▶ [Required action] Retype the passage of the Calling All Stations review that starts with "Every song except" and goes on through "with an ending.", without changing a word.

▶ [Excerpt]
Calling All Stations is a weird album. It seems like the band itself wasn't even interested in it enough to do it right. I gave it a couple of spins when it first came out, gave it a break, came back to it, gave it another, longer break, came back again, and it still disappoints. Some nice grooves and neat ideas that just never pan out.
Every song except one falls into a groove, then repeats and fades out rather than ending properly. To some, that's a minor thing, but most Genesis songs have proper endings. The repeat and fade is reserved for when that is the effect they're going for, not because they couldn't come up with an ending.
By the band's own admission, the songs on Calling All Stations sound and feel incomplete because they actually were. The album was basically composed by Tony and Mike, working with a drum machine because they didn't have drummer. The drum tracks were laid down in the studio, but once they got to the studio, they realized that they'd never written endings to the songs, because programming a drum machine to end a tune is complicated. Seriously guys? You didn't realize until you were actually recording the songs that they weren't done? The right thing to do would have been to delay things, take some time to actually finish the writing, then finish the album.
Whether it was a financial decision, or the timing wouldn't work out, or what, I've never heard. But while Calling All Stations definitely shows a lot of potential, to me it is just that and only that, potential. They never followed up, and they only gave it a half-assed attempt in the first place. The album is okay, but absolutely sounds like something that could have been stellar had they taken what they had and gone all the way with it. Instead, they rushed it, put it out there half-baked, and then eventually cancelled the tour due to poor ticket sales. What a horrible final chapter in the story of a great band.

▶ [Raw data]
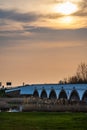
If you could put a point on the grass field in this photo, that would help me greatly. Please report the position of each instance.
(43, 121)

▶ [Exercise result]
Every song except one falls into a groove, then repeats and fades out rather than ending properly. To some, that's a minor thing, but most Genesis songs have proper endings. The repeat and fade is reserved for when that is the effect they're going for, not because they couldn't come up with an ending.